Spatial localization data

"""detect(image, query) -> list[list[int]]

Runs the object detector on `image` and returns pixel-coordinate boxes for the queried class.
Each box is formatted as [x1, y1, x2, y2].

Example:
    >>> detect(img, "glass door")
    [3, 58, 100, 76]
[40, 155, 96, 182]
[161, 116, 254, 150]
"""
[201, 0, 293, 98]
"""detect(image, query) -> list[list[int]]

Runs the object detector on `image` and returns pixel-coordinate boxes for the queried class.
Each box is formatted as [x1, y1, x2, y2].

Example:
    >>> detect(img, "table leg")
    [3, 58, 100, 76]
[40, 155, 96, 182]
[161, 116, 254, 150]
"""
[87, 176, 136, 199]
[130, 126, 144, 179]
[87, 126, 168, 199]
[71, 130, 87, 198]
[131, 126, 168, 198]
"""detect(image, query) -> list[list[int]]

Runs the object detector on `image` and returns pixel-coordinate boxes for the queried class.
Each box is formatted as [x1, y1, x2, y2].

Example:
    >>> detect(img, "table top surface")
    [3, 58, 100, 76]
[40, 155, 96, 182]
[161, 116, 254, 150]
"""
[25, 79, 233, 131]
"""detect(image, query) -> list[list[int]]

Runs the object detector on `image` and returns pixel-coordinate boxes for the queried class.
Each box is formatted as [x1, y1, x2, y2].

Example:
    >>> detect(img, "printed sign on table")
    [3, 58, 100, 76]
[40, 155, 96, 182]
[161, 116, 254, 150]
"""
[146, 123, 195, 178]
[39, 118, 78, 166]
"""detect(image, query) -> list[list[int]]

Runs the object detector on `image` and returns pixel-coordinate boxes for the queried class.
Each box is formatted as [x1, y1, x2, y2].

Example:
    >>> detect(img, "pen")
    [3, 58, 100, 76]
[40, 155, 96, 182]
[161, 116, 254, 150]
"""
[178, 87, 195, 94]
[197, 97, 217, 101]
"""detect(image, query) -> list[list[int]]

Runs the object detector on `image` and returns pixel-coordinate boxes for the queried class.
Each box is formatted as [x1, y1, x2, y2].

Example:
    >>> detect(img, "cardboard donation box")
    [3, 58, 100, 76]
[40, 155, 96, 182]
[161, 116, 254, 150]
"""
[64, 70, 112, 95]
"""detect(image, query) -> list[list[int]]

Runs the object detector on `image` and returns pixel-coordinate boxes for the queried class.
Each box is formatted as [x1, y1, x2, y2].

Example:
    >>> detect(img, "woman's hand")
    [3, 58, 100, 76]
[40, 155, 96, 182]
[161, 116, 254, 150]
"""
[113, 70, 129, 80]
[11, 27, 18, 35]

Problem to work on >> Each record above needs to be written out exactly, with nothing left out.

Reply >>
"""detect(image, query) -> list[list[int]]

Runs the object detector on `image` and returns pixel-coordinate boxes for the queried class.
Each box is formatted as [x1, y1, x2, y2].

Example:
    >>> detect(img, "glass door")
    [3, 58, 100, 76]
[40, 155, 96, 182]
[161, 116, 254, 150]
"""
[201, 0, 293, 98]
"""detect(image, query) -> list[list[int]]

Runs the object detector on `image` and returns pixel-coordinate boxes for the queried class.
Each box is formatted as [x1, y1, x2, y2].

Example:
    >>> detect(img, "table leg")
    [3, 58, 100, 76]
[40, 155, 96, 182]
[161, 116, 254, 150]
"""
[87, 176, 136, 199]
[130, 126, 144, 179]
[87, 126, 168, 199]
[71, 130, 87, 198]
[131, 126, 168, 198]
"""detect(image, query) -> list[list[int]]

Runs the object detector on `image` and returns pixel-coordinate boxes for the queried class.
Each box is formatted as [x1, y1, x2, y2].

Example:
    >>> detect(img, "table top surface")
    [3, 58, 100, 76]
[40, 155, 96, 182]
[161, 116, 254, 150]
"""
[25, 79, 233, 131]
"""detect(image, query) -> list[list[int]]

Runs the object detector on `image` and returns pixel-coordinate boxes for the queried class.
Each box is formatted as [x1, y1, x2, y2].

Example:
    >>> detect(img, "printed sign on table")
    [3, 58, 100, 76]
[40, 155, 96, 182]
[161, 116, 254, 150]
"""
[146, 123, 195, 178]
[39, 118, 78, 166]
"""detect(image, query) -> list[list[int]]

Runs the object detector on `image` and returns pixel-coordinate boxes for the queried class.
Each box is formatted as [x1, y1, x2, y2].

Example:
    >>> detect(img, "pen")
    [3, 58, 100, 76]
[40, 155, 96, 182]
[161, 116, 254, 150]
"""
[178, 87, 195, 94]
[197, 97, 217, 101]
"""detect(image, query) -> list[list[int]]

Runs the object detector on `image` and returns pixel-coordinate boxes for the queried class.
Each box is formatted as [x1, y1, x2, y2].

Example:
    >>> detect(img, "cardboard donation box")
    [3, 58, 100, 76]
[40, 155, 96, 182]
[161, 116, 254, 150]
"""
[64, 70, 112, 95]
"""detect(image, query) -> list[list[int]]

Runs the object detector on `image` and returns pixel-coordinate boxes for the queried class.
Each box is formatted as [x1, y1, x2, y2].

Example:
    >>> detect(img, "woman's hand")
    [3, 58, 100, 76]
[40, 155, 96, 182]
[161, 116, 254, 150]
"""
[113, 70, 129, 80]
[11, 27, 18, 35]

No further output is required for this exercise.